● **Objetivo de la tarea**
Según el texto sobre la oda de Fray Luis, ¿cómo se llama el huerto que evoca la estrofa 9 y dónde se encuentra?

● **Texto del documento**
El cuarto gran tema, muy relacionado con el locus amoenus, es el bucolismo: preferir la vida campesina a la cortesana. En el Renacimiento español, alcanzó gran difusión, por ejemplo, el libro de Fray Antonio de Guevara, Menosprecio de corte y alabanza de aldea (1539). Una de las estrofas más populares del poema de Fray Luis es la 9, que evoca su huerto, la Flecha, situado en las afueras de Salamanca: «Del monte en la ladera / por mi mano plantado tengo un huerto…»

Muy atractivo, pero más enigmático es el tema que abre la estrofa 8ª: «Vivir quiero conmigo…». Se aleja del uso habitual de la lengua, pero su sentido está claro: la voluntad de retirarse del ajetreo de la vida social y bastarse a uno mismo. Como ha aclarado Paco Rico, es una de las grandes metas de la sabiduría estoica, la llamada apatheia: liberarse de las pasiones. Para Séneca, «el primer índice de una mente serena es que pueda permanecer en un lugar y habitar consigo mismo». La máxima de Cicerón coincide todavía más con el verso de Fray Luis: «secum ese, secum vivere» (‘ser consigo mismo, vivir consigo mismo’).

La oda de Fray Luis refleja, por supuesto, lo que él ha vivido, pero también, por supuesto, lo que ha leído: su cultura humanística. Es un poema perfectamente estructurado, en 17 estrofas. Dejo para otra ocasión comentar algunas referencias y símbolos: los mundanos, frente a los sabios; la «escondida senda»; el «dorado techo»; el «refugio seguro»; el barco, el «mar tempestuoso» y el naufragio; el huerto, con su «fontana pura»…

La primera estrofa plantea el tema central del poema, en forma exclamativa. Aparece ya aquí el dualismo básico, que se repetirá con variantes: lo «mundanal» frente a los «sabios». Sentencia Horacio: «odi profanum vulgus» (‘odio al vulgo ignorante’). Lo mundano es el desagradable «ruido», frente al placentero «manso ruido» del aire, en el huerto (estrofa 12) y, por supuesto, frente al «son dulce» de la música divina, al final.

● **Información proporcionada**
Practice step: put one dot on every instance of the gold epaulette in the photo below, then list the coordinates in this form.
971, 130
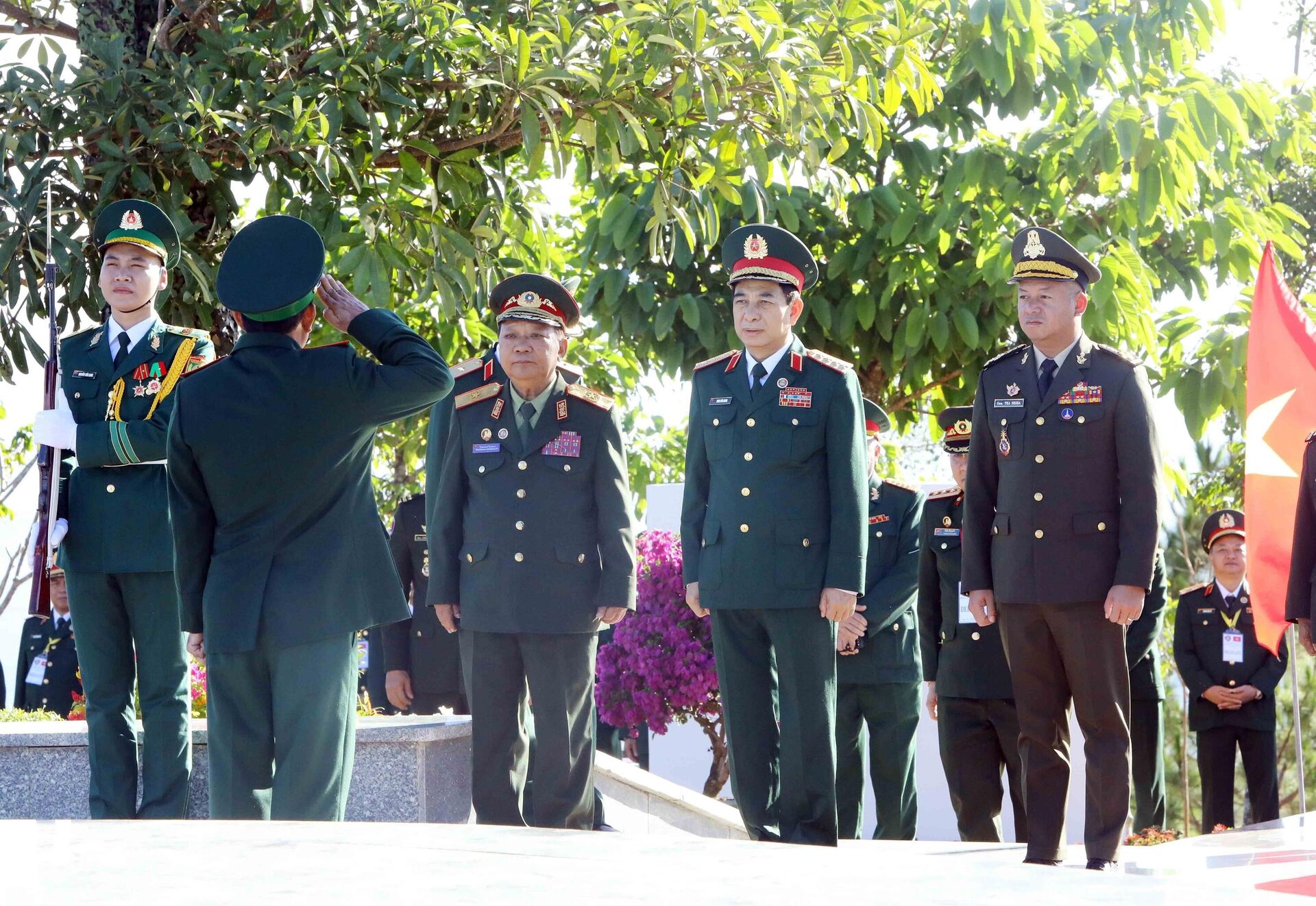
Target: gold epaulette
716, 359
592, 397
829, 360
472, 397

● **La respuesta**
Se llama la Flecha y está situado en las afueras de Salamanca.